## PROVIDED DATA
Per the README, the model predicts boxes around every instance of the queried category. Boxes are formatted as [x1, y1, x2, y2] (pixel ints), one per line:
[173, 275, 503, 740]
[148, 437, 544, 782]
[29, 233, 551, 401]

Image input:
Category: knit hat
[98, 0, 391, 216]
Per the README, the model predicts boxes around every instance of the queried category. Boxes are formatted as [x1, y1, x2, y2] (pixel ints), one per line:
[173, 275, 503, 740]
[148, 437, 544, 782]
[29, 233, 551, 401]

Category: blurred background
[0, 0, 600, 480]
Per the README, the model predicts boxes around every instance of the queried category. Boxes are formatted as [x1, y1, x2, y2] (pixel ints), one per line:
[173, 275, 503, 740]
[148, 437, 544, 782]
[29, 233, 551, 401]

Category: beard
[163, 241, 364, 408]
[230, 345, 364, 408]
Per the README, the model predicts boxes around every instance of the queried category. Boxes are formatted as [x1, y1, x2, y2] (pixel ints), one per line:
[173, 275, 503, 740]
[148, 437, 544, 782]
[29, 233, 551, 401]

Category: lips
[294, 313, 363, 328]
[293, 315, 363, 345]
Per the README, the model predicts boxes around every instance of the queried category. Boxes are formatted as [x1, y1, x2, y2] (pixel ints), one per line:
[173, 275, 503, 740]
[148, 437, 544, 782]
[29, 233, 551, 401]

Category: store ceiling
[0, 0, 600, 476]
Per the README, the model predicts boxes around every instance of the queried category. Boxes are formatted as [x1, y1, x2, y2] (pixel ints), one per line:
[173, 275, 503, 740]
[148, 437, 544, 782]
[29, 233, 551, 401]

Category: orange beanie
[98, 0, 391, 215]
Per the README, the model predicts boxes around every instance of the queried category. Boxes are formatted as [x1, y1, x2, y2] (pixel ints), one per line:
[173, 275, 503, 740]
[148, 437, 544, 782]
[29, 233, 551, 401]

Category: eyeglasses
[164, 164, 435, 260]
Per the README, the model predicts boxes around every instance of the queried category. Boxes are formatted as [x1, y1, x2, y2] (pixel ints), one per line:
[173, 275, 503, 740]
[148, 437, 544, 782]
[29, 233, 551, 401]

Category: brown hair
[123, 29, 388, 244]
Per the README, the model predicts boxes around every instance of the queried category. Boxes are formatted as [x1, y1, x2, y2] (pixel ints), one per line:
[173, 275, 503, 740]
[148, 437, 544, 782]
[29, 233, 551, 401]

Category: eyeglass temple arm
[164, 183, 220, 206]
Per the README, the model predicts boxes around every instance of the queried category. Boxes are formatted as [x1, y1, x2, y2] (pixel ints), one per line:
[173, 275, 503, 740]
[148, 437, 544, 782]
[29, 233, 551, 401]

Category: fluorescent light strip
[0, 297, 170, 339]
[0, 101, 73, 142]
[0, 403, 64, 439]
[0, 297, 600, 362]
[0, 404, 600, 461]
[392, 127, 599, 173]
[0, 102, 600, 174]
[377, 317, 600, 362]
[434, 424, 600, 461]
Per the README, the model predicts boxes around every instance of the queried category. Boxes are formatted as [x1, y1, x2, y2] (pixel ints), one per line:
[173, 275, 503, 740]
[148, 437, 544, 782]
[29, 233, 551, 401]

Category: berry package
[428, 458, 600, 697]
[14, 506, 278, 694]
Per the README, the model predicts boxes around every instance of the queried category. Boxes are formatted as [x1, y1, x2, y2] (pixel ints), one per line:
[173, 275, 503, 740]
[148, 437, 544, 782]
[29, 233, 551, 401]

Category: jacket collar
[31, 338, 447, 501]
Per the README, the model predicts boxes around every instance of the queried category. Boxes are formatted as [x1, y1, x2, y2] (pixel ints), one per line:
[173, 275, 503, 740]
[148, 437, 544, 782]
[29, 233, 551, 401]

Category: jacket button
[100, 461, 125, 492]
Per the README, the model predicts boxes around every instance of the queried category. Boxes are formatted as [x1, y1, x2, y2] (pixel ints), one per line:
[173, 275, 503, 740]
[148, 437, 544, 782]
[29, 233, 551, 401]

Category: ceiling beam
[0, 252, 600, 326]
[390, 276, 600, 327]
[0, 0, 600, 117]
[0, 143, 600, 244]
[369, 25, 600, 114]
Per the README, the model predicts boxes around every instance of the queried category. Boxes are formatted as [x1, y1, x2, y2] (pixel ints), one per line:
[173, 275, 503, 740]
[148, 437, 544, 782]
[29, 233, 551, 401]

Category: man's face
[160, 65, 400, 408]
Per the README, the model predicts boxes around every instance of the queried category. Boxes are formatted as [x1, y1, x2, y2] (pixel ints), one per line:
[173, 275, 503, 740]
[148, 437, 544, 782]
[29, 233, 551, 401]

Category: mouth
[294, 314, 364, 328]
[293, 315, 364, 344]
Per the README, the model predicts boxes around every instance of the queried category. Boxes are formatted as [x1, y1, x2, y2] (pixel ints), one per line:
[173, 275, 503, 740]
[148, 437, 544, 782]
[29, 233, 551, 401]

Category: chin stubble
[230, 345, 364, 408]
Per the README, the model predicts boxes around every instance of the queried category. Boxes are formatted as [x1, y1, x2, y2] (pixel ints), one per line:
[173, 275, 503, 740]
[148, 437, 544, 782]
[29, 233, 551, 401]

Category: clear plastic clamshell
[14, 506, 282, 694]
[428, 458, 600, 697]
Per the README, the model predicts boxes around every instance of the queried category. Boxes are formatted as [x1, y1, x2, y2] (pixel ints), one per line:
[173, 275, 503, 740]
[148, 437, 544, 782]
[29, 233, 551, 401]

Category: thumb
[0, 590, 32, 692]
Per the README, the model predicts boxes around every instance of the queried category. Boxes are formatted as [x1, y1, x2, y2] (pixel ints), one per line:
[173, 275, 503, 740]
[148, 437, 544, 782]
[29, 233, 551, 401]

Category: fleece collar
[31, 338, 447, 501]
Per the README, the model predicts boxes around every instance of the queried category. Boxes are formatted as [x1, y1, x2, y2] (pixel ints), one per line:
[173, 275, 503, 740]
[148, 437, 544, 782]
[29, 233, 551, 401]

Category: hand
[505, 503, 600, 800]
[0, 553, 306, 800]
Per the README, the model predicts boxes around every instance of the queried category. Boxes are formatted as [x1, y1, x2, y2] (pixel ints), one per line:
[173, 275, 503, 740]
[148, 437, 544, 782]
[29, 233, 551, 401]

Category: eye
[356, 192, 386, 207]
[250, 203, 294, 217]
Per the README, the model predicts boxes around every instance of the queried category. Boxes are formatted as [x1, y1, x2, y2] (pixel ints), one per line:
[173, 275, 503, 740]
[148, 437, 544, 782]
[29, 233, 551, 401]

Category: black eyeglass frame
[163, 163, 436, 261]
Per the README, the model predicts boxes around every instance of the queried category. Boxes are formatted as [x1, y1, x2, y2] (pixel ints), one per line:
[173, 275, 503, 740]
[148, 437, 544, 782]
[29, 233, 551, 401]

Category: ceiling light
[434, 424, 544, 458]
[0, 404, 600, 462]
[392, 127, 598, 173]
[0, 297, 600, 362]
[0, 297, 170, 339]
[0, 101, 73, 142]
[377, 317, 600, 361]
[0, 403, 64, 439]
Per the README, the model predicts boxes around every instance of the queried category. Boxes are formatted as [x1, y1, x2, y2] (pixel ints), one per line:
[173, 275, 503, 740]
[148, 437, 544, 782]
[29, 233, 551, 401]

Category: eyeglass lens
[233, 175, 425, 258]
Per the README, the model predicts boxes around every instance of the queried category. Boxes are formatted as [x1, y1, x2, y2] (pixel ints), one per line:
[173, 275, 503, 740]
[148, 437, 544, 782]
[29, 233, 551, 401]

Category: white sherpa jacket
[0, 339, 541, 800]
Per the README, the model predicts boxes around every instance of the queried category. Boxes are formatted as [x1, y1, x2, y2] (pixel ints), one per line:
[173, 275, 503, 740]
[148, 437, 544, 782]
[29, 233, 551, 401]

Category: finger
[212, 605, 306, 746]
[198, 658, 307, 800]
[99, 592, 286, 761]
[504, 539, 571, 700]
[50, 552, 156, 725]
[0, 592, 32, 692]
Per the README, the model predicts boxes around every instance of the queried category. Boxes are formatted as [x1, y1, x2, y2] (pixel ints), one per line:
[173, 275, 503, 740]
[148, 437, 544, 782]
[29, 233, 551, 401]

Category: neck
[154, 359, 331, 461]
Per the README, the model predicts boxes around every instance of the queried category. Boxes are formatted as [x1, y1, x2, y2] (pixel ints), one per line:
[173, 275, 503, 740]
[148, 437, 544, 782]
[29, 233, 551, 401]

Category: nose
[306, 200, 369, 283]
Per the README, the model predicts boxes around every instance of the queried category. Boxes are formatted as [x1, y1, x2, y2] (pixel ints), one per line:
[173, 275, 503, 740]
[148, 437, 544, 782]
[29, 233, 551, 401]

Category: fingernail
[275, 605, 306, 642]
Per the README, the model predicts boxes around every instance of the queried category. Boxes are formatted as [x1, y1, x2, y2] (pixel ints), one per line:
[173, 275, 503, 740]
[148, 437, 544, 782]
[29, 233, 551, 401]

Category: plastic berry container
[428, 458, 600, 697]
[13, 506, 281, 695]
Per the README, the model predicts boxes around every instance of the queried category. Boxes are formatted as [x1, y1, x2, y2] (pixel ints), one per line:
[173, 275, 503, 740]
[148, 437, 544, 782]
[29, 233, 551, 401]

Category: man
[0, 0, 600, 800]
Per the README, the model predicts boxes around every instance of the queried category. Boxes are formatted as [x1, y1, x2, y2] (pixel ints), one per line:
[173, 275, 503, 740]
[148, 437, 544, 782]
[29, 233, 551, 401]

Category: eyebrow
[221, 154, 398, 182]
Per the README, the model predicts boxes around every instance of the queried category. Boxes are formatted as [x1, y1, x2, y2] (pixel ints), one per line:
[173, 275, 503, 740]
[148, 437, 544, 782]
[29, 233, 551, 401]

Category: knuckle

## EXERCISE PROMPT
Turn everything from the first line of the records down to the line containing "[123, 29, 388, 244]", that line included, into a JSON list of strings with one string per line. Leave out blank lines.

## WRITTEN RESPONSE
[
  "Per the README, the model predicts boxes around every instance of the queried category. Boxes are formatted as [x1, y1, x2, y2] (pixel ints), one per line:",
  "[173, 275, 503, 740]",
  "[148, 437, 544, 782]",
  "[29, 233, 551, 401]",
  "Image input:",
  "Category: knit hat",
  "[98, 0, 391, 216]",
  "Per the README, the model predicts boxes around every instance of the queried category. Boxes are formatted as [x1, y1, x2, y2] (pixel ints), one per line:",
  "[173, 275, 503, 740]",
  "[148, 437, 544, 782]",
  "[29, 233, 551, 401]",
  "Category: blurred background",
  "[0, 0, 600, 480]",
  "Per the README, the model predicts boxes around every instance of the queried category. Boxes are formatted as [x1, y1, x2, y2] (pixel ints), one per line:",
  "[173, 275, 503, 740]",
  "[148, 437, 544, 782]",
  "[29, 233, 551, 401]",
  "Category: beard",
  "[163, 241, 364, 408]",
  "[230, 345, 364, 408]",
  "Per the README, the model predicts boxes around every instance of the queried category. Boxes are formatted as [x1, y1, x2, y2] (pixel ints), one per line:",
  "[173, 275, 503, 740]",
  "[148, 437, 544, 782]",
  "[29, 233, 551, 401]",
  "Category: lips",
  "[294, 313, 363, 328]",
  "[293, 315, 363, 345]",
  "Per the README, the model predicts boxes around every instance of the queried category. Boxes are formatted as [x1, y1, x2, y2] (pixel ints), one per line:",
  "[173, 275, 503, 740]",
  "[148, 437, 544, 782]",
  "[29, 233, 551, 401]",
  "Category: store ceiling",
  "[0, 0, 600, 476]",
  "Per the README, the model predicts boxes around every instance of the queried category. Boxes are formatted as [x1, y1, x2, y2] (pixel ints), one per line:",
  "[173, 275, 503, 740]",
  "[148, 437, 544, 782]",
  "[29, 233, 551, 401]",
  "Category: orange beanie",
  "[98, 0, 391, 215]",
  "Per the README, the model predicts boxes around every instance of the queried category. Boxes are formatted as [x1, y1, x2, y2] (pixel ints), one per line:",
  "[173, 275, 503, 740]",
  "[148, 437, 544, 782]",
  "[29, 233, 551, 401]",
  "Category: eyeglasses",
  "[164, 164, 435, 260]",
  "Per the README, the model predicts boxes around every instance of the queried category. Boxes are formatted as [x1, y1, x2, y2] (pixel ints), one per line:",
  "[173, 275, 503, 740]",
  "[148, 437, 544, 782]",
  "[29, 233, 551, 401]",
  "Category: brown hair",
  "[123, 29, 388, 244]"
]